* _Task brief_
Could you reproduce all of these records exactly?

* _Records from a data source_
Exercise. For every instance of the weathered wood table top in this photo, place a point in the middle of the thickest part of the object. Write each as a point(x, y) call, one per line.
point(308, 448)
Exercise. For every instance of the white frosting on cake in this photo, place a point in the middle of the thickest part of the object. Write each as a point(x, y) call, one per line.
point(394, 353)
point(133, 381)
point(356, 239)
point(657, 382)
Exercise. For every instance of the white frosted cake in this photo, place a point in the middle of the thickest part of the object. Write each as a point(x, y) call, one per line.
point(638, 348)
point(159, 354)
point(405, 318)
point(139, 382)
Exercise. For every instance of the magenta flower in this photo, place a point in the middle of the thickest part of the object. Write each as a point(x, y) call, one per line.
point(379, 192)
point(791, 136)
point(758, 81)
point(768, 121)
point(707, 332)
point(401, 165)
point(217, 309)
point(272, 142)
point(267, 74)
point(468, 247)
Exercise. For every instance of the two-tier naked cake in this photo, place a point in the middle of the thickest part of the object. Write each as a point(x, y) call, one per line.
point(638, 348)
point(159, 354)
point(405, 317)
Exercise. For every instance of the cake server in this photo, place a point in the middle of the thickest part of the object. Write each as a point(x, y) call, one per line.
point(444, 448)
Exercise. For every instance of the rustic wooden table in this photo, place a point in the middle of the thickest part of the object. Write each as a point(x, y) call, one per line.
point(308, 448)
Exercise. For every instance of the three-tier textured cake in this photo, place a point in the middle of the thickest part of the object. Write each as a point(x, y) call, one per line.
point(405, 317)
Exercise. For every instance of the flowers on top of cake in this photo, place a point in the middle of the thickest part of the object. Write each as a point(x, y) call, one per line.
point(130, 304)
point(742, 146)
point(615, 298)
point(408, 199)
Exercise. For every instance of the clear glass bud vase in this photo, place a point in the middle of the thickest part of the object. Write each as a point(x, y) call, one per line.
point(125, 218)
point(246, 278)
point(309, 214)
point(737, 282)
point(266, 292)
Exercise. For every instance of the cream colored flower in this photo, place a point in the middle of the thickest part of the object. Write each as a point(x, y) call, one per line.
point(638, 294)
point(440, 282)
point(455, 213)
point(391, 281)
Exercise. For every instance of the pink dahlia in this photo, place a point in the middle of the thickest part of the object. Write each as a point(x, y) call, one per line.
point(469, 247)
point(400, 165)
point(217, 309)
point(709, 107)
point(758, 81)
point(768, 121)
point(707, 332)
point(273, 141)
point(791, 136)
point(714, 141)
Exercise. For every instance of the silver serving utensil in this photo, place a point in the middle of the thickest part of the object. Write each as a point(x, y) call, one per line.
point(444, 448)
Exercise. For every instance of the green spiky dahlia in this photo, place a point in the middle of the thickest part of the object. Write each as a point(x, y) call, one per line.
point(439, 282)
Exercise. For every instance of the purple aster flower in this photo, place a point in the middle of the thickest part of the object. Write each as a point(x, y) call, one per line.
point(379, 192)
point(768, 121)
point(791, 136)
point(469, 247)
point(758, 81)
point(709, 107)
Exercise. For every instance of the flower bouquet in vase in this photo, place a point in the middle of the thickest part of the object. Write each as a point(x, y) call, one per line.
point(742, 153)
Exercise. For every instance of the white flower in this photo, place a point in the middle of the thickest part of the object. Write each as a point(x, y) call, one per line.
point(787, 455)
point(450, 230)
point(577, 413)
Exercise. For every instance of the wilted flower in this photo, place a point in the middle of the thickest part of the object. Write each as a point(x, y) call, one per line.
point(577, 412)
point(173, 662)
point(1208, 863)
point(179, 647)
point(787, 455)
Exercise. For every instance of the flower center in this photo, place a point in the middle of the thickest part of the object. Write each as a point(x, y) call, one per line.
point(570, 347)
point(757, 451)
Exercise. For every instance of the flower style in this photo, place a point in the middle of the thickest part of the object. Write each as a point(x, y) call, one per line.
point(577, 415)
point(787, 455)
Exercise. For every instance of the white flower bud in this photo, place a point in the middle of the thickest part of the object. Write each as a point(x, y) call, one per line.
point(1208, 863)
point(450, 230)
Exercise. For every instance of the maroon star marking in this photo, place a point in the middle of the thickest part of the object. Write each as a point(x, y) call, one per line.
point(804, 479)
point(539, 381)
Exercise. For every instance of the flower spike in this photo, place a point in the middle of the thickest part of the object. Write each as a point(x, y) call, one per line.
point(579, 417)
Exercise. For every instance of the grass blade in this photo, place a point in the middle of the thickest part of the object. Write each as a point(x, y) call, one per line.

* _Response to this exercise_
Exercise. For every instance of the weathered wood table top in this photo, place a point in the middle of the thickest part of the object. Write each as a point(x, y) call, one per line.
point(308, 448)
Exercise. For every instance of the white frosting on cake in this photo, place a point in the middle of the thickest part of the object. Write each as a point(x, y) call, one per line.
point(394, 353)
point(133, 381)
point(356, 239)
point(657, 382)
Exercise. For every instance of the white frosted cake in this photo, place a point in the middle of the thickest part of the object. Write each as a point(x, y) call, one per line.
point(638, 348)
point(159, 354)
point(405, 318)
point(139, 382)
Exercise. For every instance of the magenta flower in this photo, place a point in the middle of the thickest part of the object. Write each as a point(x, y) call, one per line.
point(379, 192)
point(791, 136)
point(758, 81)
point(768, 121)
point(707, 332)
point(401, 165)
point(217, 309)
point(272, 142)
point(267, 74)
point(468, 247)
Exercise. For every instance of the two-tier naked cake in this photo, place a point in the middle of the thickest part of the object. Write each as a point(x, y) call, one per line.
point(638, 348)
point(159, 354)
point(405, 317)
Exercise. For every instance of the cake server in this photo, place a point in the middle of the thickest part of the object. Write each as a point(x, y) call, one per line.
point(444, 448)
Exercise. For every instance of the rustic wooden table in this photo, place a point in the middle of the thickest part of the object. Write each as a point(x, y) call, one per line.
point(308, 448)
Exercise. For every instance of the three-tier textured cake in this photo, place a point in the middle of the thickest part of the object. Write each as a point(x, y) call, one per line.
point(405, 317)
Exercise. For every instance of the flowers on top of cake in this photo, place a point in the middle of the thickest part of the object. Write each as a point(x, y) call, one per line.
point(130, 304)
point(742, 146)
point(615, 298)
point(408, 199)
Exercise. For every instance of the clear glass bud vase in this photo, place a point in the middle of the thickest part of the object. Write each as a point(x, y) call, one per line.
point(125, 218)
point(246, 278)
point(309, 214)
point(737, 282)
point(266, 292)
Exercise. For every instance of the cream colored flower in this photo, place a point in the middle of the thickest part of the object. Write each as a point(x, y) call, one per line.
point(638, 294)
point(440, 282)
point(455, 213)
point(391, 281)
Exercise. For every instance of the pink dahlia in this photo, place a point in the middle of the thickest part of the object. Write each as a point(x, y) call, one per line.
point(469, 247)
point(400, 165)
point(217, 309)
point(709, 107)
point(758, 81)
point(768, 121)
point(707, 332)
point(273, 141)
point(791, 136)
point(714, 141)
Exercise. For every instance of the silver serving utensil in this photo, place a point in the middle of the thickest part of the object. Write each as a point(x, y) call, one per line.
point(444, 448)
Exercise. For every instance of the green spiky dahlia in this photo, place a point in the middle of the thickest part of the object. Write each as a point(x, y) call, one per line.
point(439, 282)
Exercise. For every instance of the purple aster flower in this photo, place a point in the middle of the thickest part of the object. Write each as a point(x, y) call, one per line.
point(379, 192)
point(768, 121)
point(791, 136)
point(469, 247)
point(758, 81)
point(709, 107)
Exercise. For every instance of the flower bouquet in vase in this photo, place a point in the middle of the thickest part of the object. Write each as a point(x, y) call, one per line.
point(742, 153)
Exercise. For every instance of the white flower in this photo, place a point in the middle of the thickest part of the object. Write each as a point(x, y) call, one per line.
point(787, 455)
point(450, 230)
point(577, 413)
Exercise. For every instance of the wilted flower in this photo, place a point in the middle of the thickest part of the object. Write each as a point(x, y) call, one per line.
point(577, 412)
point(173, 662)
point(1208, 863)
point(179, 647)
point(787, 455)
Exercise. For every instance of the flower center in this photo, place a point in the middle of the thickest part of the object. Write each as a point(x, y) call, one per line.
point(570, 347)
point(757, 451)
Exercise. For every instance of the flower style in this photo, place a point in the middle of the thickest part of the object. Write each as a point(x, y) call, one per line.
point(577, 415)
point(787, 455)
Exercise. For every instance of the white flower bud in this photo, place a point in the middle of the thickest part of the object. Write each as a point(x, y) call, one per line.
point(1208, 863)
point(450, 230)
Exercise. For every instance of the maroon star marking in this photo, place a point in the middle of the thickest part of the object. Write each as a point(x, y) call, one per line.
point(804, 479)
point(539, 381)
Exercise. For every instance of the flower spike in this photo, place a point in the middle of the thickest part of the object. Write each as a point(x, y) call, one per line.
point(579, 417)
Exercise. For every instance of the grass blade in this photo, place a point in the middle of the thickest part of the object. Write each as a point(x, y) call, one per line.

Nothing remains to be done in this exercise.